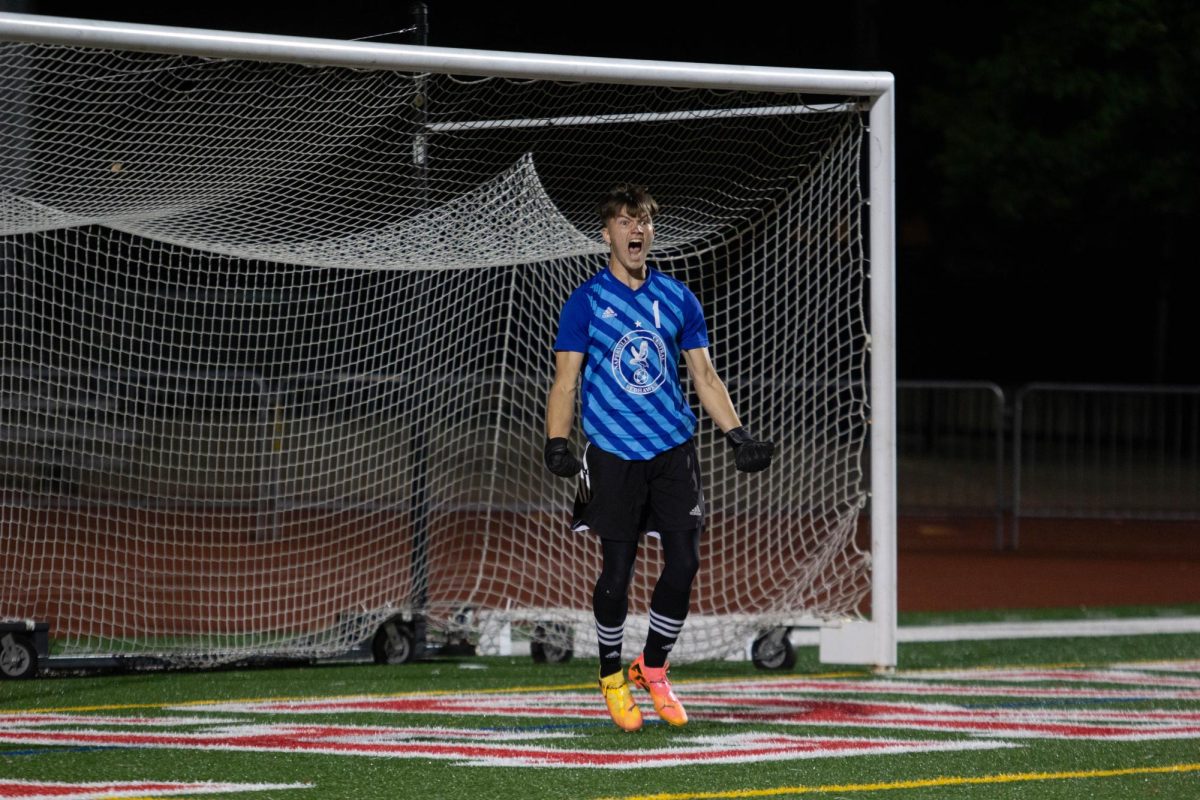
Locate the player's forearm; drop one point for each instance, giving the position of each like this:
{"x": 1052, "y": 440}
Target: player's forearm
{"x": 559, "y": 410}
{"x": 714, "y": 397}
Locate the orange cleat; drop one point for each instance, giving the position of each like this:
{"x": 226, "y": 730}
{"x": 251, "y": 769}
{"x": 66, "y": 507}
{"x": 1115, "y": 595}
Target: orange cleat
{"x": 655, "y": 681}
{"x": 619, "y": 699}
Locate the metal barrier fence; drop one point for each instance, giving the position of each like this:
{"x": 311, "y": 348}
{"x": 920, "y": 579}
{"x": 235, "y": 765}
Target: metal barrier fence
{"x": 1105, "y": 451}
{"x": 1075, "y": 450}
{"x": 951, "y": 450}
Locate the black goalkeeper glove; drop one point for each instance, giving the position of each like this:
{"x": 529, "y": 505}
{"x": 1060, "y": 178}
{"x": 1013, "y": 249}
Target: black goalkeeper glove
{"x": 559, "y": 459}
{"x": 749, "y": 453}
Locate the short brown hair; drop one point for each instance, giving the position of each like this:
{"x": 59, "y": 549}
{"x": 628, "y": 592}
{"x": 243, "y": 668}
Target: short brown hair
{"x": 624, "y": 197}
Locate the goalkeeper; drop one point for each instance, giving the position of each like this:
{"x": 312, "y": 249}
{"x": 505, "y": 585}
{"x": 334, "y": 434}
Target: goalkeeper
{"x": 624, "y": 330}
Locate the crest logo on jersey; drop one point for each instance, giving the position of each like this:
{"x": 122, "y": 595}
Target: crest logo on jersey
{"x": 639, "y": 362}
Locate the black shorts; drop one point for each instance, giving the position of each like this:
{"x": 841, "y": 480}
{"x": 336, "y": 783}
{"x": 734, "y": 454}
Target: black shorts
{"x": 623, "y": 499}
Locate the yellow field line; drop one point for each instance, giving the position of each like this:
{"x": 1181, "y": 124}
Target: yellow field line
{"x": 921, "y": 783}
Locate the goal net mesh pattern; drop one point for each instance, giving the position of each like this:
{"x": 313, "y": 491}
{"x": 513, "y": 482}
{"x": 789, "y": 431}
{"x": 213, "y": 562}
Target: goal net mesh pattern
{"x": 277, "y": 341}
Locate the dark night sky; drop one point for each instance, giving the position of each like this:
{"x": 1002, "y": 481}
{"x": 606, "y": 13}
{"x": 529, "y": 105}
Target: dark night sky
{"x": 1011, "y": 305}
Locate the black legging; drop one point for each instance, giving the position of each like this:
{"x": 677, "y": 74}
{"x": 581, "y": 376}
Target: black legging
{"x": 681, "y": 561}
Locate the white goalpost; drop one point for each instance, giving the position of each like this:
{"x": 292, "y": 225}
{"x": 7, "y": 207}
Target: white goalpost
{"x": 277, "y": 325}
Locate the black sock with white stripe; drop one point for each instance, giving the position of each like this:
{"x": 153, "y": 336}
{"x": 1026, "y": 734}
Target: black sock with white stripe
{"x": 610, "y": 638}
{"x": 669, "y": 608}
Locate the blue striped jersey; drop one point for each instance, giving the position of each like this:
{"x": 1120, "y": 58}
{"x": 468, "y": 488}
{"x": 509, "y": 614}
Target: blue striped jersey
{"x": 633, "y": 401}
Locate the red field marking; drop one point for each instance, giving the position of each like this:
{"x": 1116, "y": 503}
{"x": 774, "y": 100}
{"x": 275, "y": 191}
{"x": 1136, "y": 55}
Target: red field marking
{"x": 485, "y": 747}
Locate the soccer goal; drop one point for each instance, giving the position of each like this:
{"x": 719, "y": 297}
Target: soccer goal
{"x": 277, "y": 335}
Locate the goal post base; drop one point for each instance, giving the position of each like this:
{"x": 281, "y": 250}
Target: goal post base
{"x": 858, "y": 642}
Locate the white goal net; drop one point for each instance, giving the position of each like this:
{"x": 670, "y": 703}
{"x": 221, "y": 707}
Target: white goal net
{"x": 277, "y": 338}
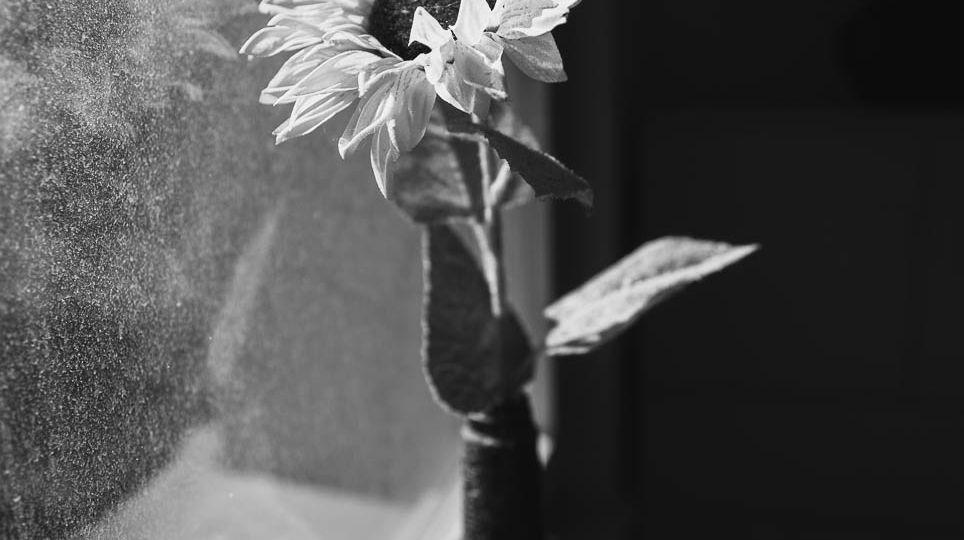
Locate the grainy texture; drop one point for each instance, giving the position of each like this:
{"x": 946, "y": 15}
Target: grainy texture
{"x": 163, "y": 265}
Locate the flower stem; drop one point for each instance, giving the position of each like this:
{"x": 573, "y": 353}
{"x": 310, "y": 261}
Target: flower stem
{"x": 488, "y": 232}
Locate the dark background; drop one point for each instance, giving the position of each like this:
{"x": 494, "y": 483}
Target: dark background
{"x": 813, "y": 391}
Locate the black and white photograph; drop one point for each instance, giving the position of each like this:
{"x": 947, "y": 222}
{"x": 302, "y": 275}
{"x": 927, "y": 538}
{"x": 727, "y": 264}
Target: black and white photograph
{"x": 481, "y": 270}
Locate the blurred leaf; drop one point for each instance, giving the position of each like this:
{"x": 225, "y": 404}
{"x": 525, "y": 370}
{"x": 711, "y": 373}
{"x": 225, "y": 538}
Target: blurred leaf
{"x": 547, "y": 176}
{"x": 440, "y": 178}
{"x": 473, "y": 360}
{"x": 612, "y": 301}
{"x": 512, "y": 190}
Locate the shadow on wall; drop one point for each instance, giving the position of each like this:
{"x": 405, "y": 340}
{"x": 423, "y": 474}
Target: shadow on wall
{"x": 895, "y": 53}
{"x": 137, "y": 174}
{"x": 103, "y": 242}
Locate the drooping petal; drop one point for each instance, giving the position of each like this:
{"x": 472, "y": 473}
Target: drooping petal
{"x": 373, "y": 111}
{"x": 474, "y": 17}
{"x": 427, "y": 30}
{"x": 312, "y": 112}
{"x": 299, "y": 66}
{"x": 383, "y": 155}
{"x": 337, "y": 74}
{"x": 277, "y": 39}
{"x": 531, "y": 18}
{"x": 537, "y": 57}
{"x": 465, "y": 77}
{"x": 413, "y": 108}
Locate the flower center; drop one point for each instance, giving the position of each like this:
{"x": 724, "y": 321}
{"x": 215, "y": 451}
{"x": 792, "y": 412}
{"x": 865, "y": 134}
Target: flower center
{"x": 390, "y": 21}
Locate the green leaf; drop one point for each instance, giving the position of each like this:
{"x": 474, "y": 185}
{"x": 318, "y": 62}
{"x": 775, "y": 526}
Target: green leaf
{"x": 473, "y": 360}
{"x": 611, "y": 302}
{"x": 548, "y": 177}
{"x": 512, "y": 190}
{"x": 440, "y": 178}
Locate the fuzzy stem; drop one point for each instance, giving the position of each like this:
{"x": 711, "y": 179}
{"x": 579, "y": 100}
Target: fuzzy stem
{"x": 488, "y": 232}
{"x": 502, "y": 474}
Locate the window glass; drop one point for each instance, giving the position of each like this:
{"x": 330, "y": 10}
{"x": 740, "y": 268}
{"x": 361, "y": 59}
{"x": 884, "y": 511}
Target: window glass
{"x": 203, "y": 335}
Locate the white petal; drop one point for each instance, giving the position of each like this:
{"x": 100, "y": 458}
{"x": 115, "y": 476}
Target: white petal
{"x": 374, "y": 110}
{"x": 338, "y": 73}
{"x": 299, "y": 66}
{"x": 474, "y": 18}
{"x": 466, "y": 78}
{"x": 530, "y": 18}
{"x": 383, "y": 156}
{"x": 312, "y": 112}
{"x": 276, "y": 39}
{"x": 537, "y": 57}
{"x": 427, "y": 31}
{"x": 413, "y": 107}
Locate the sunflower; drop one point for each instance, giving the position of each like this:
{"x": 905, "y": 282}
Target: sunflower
{"x": 522, "y": 29}
{"x": 359, "y": 53}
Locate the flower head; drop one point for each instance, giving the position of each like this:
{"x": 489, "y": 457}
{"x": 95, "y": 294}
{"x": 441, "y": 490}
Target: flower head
{"x": 339, "y": 64}
{"x": 520, "y": 28}
{"x": 390, "y": 59}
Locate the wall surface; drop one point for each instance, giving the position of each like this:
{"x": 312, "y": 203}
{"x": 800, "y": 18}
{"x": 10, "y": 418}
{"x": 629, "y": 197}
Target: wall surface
{"x": 172, "y": 285}
{"x": 816, "y": 390}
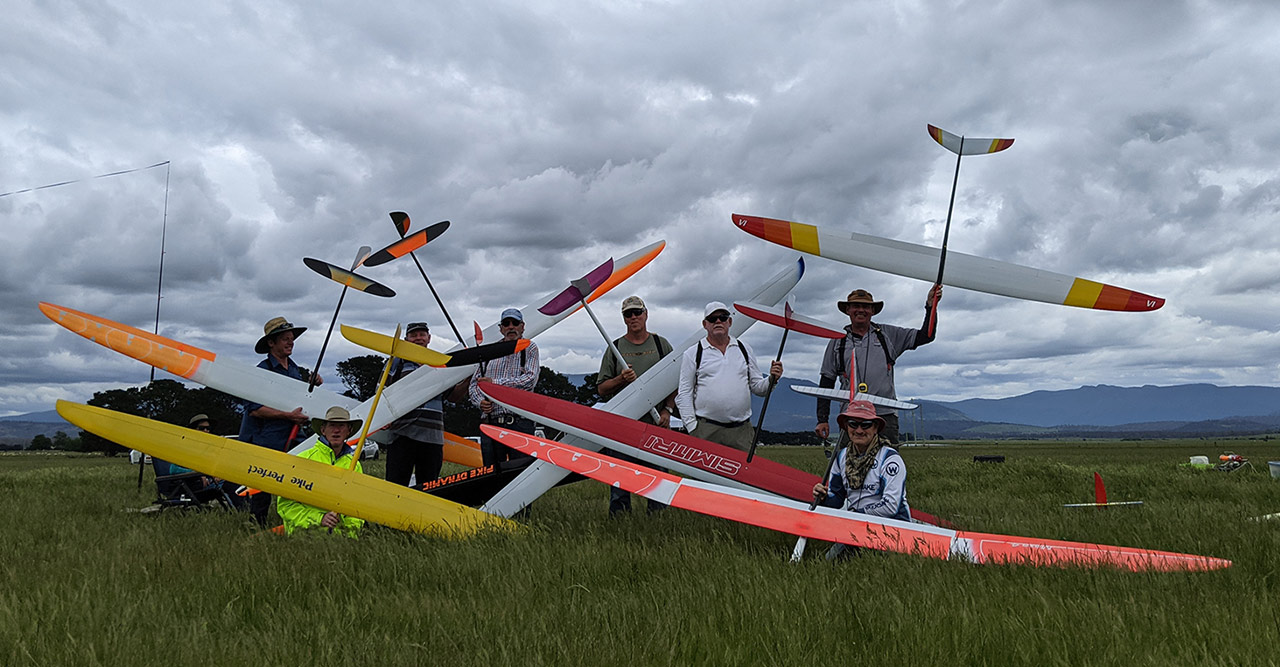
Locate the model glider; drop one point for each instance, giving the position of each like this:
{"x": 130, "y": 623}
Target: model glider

····················

__WHAT THE TASK ASKS__
Reproduce the listing word for word, starting at the line that contains "Locate the sunflower;" and ending at the last line of the listing, with both of those lines included. Leave the pictures out of your answer.

__THE SOLUTION__
Locate the sunflower; drop one point for each instance, giving the position of each like this:
{"x": 905, "y": 282}
Target: sunflower
{"x": 522, "y": 29}
{"x": 359, "y": 53}
Locate the flower head; drop one point for each instance, giving the position of each like this:
{"x": 489, "y": 457}
{"x": 95, "y": 294}
{"x": 441, "y": 490}
Target: flower head
{"x": 339, "y": 64}
{"x": 520, "y": 28}
{"x": 390, "y": 59}
Locate the wall surface; drop one point for each instance, giving the position of each like this:
{"x": 312, "y": 203}
{"x": 800, "y": 18}
{"x": 10, "y": 418}
{"x": 629, "y": 197}
Target: wall surface
{"x": 172, "y": 285}
{"x": 816, "y": 390}
Locate the model glider; drop one point for each instance, giving the position of each like this:
{"x": 130, "y": 623}
Target: model glider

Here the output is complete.